_Your instructions_: List every person named in the article about supporting Amazon workers below.
(Beginning of Given passage)
How You Can Support Amazon Workers During COVID-19

Amazon workers are in an unprecedented fight with the retail giant over the company’s unsafe working conditions. Here’s how you can support the struggle — even if you can’t leave your house.

Amazon Workers At Staten Island Warehouse Strike Over Coronavirus Protection

Amazon employees hold a protest and walkout over conditions at the company’s Staten Island distribution facility on March 30, 2020 in New York City. Spencer Platt / Getty


Like the bodies, Amazon packages just keep piling up all over town. Around a third of all Americans are Amazon Prime members, and coronavirus has rendered us even more dependent on the behemoth retailer. The New York Times reports that the volume of grocery orders through Amazon has been fifty times higher than usual during our coronavirus isolation. Amazon has been one of COVID-19’s major beneficiaries — along with Zoom, of course — as local retailers have either been ordered closed or have seemed increasingly unsafe.

As capital tends to do, Amazon has been reaping all the profits and allowing its employees to assume all the risk. Workers say that warehouses have been kept open even as workers test positive for the virus, and that with an extremely stingy sick-leave policy, many Amazon employees have been coming to work with symptoms. Christian Smalls, an assistant manager at an Amazon warehouse in Staten Island, who Meagan Day interviewed at length for Jacobin last week, told me on Sunday night that thirty of his coworkers there had tested positive for the coronavirus.
(End of Given passage)
(Beginning of Data extract)
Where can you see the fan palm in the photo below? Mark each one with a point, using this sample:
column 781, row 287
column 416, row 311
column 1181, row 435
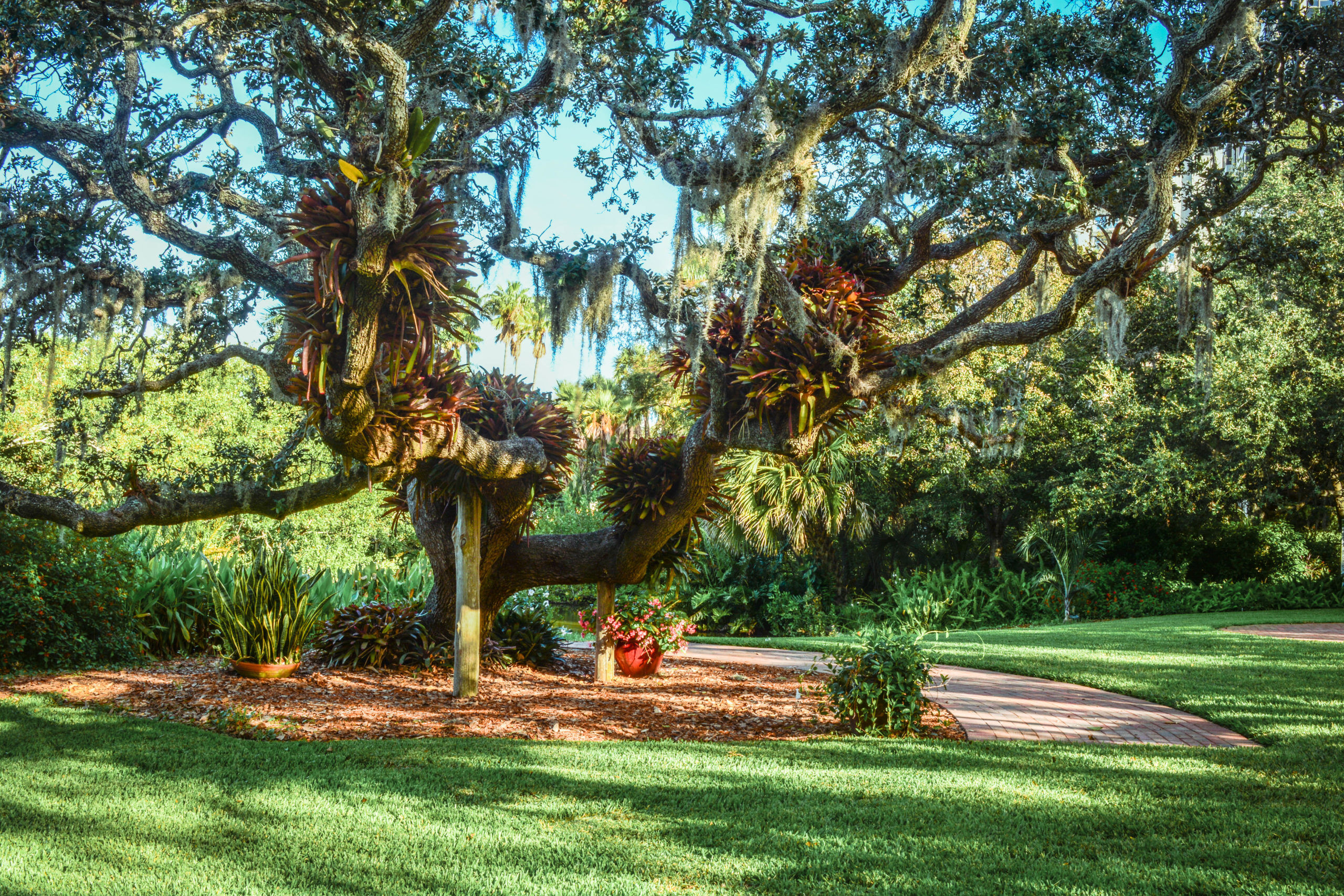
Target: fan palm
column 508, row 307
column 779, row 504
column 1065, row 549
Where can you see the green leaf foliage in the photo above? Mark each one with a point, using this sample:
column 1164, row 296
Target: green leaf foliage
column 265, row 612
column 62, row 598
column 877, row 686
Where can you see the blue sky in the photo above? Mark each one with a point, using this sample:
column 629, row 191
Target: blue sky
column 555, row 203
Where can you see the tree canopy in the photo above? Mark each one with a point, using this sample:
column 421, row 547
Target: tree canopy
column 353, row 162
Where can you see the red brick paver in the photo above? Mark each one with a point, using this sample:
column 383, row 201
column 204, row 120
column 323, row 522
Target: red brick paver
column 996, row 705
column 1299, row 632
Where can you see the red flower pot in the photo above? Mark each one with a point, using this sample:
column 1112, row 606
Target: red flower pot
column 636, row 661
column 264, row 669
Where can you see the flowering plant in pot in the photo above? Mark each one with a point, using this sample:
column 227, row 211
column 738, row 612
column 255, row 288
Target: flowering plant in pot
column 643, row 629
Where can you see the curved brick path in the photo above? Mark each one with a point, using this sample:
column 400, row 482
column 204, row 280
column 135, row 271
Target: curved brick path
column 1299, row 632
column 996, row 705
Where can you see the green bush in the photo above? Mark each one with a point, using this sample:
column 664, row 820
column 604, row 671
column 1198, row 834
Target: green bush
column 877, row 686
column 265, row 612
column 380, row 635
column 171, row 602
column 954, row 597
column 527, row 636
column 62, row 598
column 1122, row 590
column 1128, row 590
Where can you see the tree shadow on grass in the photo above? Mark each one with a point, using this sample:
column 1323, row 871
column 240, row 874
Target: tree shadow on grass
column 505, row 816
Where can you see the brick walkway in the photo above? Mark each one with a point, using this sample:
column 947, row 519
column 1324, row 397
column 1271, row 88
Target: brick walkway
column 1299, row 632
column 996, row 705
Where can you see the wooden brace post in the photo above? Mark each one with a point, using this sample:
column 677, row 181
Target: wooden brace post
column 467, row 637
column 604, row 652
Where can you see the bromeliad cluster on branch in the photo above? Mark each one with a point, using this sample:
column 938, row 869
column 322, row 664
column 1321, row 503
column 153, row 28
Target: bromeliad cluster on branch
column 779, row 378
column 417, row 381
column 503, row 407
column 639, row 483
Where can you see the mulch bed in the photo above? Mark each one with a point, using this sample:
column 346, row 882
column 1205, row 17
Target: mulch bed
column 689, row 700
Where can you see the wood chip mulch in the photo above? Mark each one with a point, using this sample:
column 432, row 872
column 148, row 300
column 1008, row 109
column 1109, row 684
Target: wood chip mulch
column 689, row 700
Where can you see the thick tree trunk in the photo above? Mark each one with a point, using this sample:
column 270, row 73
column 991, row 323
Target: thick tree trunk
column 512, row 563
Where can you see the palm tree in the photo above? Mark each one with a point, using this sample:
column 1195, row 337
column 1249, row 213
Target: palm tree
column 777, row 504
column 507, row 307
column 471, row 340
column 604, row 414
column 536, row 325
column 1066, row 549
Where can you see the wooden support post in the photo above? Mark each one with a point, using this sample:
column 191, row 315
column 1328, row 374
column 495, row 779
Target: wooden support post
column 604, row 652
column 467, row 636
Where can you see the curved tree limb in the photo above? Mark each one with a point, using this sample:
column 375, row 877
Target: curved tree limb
(End of Data extract)
_Solution to the exercise_: Spencer Platt, Christian Smalls, Meagan Day